* **GIVEN EXERCISE**
Write out all of the entries exactly, please.

* **RECORDS**
^^^^
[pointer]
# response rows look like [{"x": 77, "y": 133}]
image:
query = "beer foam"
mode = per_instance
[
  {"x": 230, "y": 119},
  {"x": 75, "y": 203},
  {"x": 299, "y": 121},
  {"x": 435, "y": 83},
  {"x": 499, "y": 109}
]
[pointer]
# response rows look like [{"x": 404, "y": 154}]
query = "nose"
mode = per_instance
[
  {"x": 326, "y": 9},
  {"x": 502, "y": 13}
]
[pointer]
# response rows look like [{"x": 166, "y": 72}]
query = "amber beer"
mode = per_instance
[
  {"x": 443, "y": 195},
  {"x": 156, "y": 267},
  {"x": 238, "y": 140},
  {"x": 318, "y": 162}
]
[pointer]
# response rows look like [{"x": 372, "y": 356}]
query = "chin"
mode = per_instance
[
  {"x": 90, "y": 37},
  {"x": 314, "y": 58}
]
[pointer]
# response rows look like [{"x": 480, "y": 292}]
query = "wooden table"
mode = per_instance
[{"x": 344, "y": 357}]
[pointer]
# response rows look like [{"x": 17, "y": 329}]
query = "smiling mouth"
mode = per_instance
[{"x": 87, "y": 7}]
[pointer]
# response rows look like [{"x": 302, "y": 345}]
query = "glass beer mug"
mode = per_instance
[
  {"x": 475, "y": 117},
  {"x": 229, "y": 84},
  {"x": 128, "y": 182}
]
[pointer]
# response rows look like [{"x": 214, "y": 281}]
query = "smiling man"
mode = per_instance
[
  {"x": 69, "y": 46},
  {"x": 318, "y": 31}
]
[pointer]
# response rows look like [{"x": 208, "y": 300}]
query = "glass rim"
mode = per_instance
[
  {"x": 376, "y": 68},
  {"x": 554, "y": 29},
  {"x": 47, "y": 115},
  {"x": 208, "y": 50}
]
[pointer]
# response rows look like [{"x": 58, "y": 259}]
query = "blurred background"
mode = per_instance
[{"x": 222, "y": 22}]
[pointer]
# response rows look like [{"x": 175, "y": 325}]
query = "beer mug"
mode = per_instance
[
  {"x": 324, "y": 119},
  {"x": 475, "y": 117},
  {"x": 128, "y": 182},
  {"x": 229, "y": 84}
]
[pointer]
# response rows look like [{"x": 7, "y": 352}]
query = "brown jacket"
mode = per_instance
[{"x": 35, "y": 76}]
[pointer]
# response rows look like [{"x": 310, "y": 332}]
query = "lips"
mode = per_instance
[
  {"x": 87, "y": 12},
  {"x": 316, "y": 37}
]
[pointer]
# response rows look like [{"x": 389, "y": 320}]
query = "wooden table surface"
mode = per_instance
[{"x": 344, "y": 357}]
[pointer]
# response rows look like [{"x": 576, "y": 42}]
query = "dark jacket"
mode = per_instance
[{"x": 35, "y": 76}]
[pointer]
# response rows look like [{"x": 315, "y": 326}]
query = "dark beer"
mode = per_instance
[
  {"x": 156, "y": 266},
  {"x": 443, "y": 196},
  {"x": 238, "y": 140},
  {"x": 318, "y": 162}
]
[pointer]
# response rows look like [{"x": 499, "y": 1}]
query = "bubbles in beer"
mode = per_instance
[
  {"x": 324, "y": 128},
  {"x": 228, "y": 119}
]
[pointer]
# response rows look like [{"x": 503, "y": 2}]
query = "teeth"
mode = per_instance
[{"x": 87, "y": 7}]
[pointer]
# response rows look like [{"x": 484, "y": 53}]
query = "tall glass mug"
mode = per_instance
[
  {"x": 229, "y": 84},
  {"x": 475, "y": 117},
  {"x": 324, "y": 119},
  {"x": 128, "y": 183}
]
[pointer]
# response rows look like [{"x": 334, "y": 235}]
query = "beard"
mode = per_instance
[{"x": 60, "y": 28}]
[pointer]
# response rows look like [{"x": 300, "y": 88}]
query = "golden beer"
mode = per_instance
^^^^
* **SOLVED PROBLEM**
[pointer]
# response rows look like [{"x": 77, "y": 133}]
image:
query = "beer foam"
mode = per_instance
[
  {"x": 230, "y": 119},
  {"x": 75, "y": 203},
  {"x": 299, "y": 121},
  {"x": 435, "y": 83},
  {"x": 499, "y": 109}
]
[pointer]
# response rows look like [{"x": 404, "y": 154}]
query = "nose"
mode = per_instance
[
  {"x": 326, "y": 9},
  {"x": 502, "y": 13}
]
[pointer]
# response rows look like [{"x": 166, "y": 72}]
query = "amber beer"
mode = per_instance
[
  {"x": 443, "y": 195},
  {"x": 156, "y": 267},
  {"x": 238, "y": 140},
  {"x": 318, "y": 162}
]
[pointer]
# response rows look like [{"x": 372, "y": 356}]
query = "chin"
mode = per_instance
[
  {"x": 90, "y": 37},
  {"x": 314, "y": 58}
]
[pointer]
# response rows look like [{"x": 480, "y": 292}]
query = "wooden table"
mode = per_instance
[{"x": 344, "y": 357}]
[pointer]
# response rows look like [{"x": 17, "y": 329}]
query = "smiling mouth"
mode = per_instance
[{"x": 87, "y": 7}]
[pointer]
# response rows look like [{"x": 302, "y": 345}]
query = "glass beer mug"
mode = per_instance
[
  {"x": 475, "y": 117},
  {"x": 229, "y": 84},
  {"x": 128, "y": 182}
]
[pointer]
# response rows look like [{"x": 214, "y": 281}]
query = "smiling man"
mode = per_instance
[
  {"x": 69, "y": 46},
  {"x": 318, "y": 31}
]
[pointer]
# response rows look like [{"x": 208, "y": 300}]
query = "glass rim"
mode = per_instance
[
  {"x": 376, "y": 68},
  {"x": 554, "y": 29},
  {"x": 47, "y": 115},
  {"x": 208, "y": 50}
]
[pointer]
# response rows look like [{"x": 58, "y": 259}]
query = "blurred background"
mode = per_instance
[{"x": 222, "y": 22}]
[pointer]
# response rows look like [{"x": 175, "y": 325}]
query = "beer mug"
mode = per_instance
[
  {"x": 324, "y": 119},
  {"x": 475, "y": 117},
  {"x": 128, "y": 182},
  {"x": 229, "y": 84}
]
[pointer]
# response rows look like [{"x": 7, "y": 352}]
query = "brown jacket"
mode = per_instance
[{"x": 35, "y": 76}]
[pointer]
# response rows look like [{"x": 310, "y": 332}]
query = "lips"
mode = per_instance
[
  {"x": 87, "y": 12},
  {"x": 316, "y": 37}
]
[pointer]
# response rows look like [{"x": 389, "y": 320}]
query = "wooden table surface"
mode = per_instance
[{"x": 344, "y": 357}]
[pointer]
# response rows look like [{"x": 576, "y": 42}]
query = "dark jacket"
mode = per_instance
[{"x": 35, "y": 76}]
[pointer]
# response rows look like [{"x": 315, "y": 326}]
query = "dark beer"
mode = per_instance
[
  {"x": 156, "y": 266},
  {"x": 443, "y": 196},
  {"x": 238, "y": 140},
  {"x": 318, "y": 162}
]
[pointer]
# response rows look like [{"x": 499, "y": 1}]
query = "bubbles in beer"
mode = per_instance
[
  {"x": 324, "y": 128},
  {"x": 228, "y": 119}
]
[pointer]
# response rows look like [{"x": 503, "y": 2}]
query = "teeth"
mode = per_instance
[{"x": 87, "y": 7}]
[pointer]
# response rows look like [{"x": 484, "y": 53}]
query = "tall glass mug"
mode = per_instance
[
  {"x": 229, "y": 84},
  {"x": 475, "y": 117},
  {"x": 324, "y": 119},
  {"x": 128, "y": 183}
]
[pointer]
# response rows look like [{"x": 334, "y": 235}]
query = "beard"
mode = per_instance
[{"x": 60, "y": 28}]
[pointer]
# response rows look like [{"x": 300, "y": 88}]
query = "golden beer"
mode = per_instance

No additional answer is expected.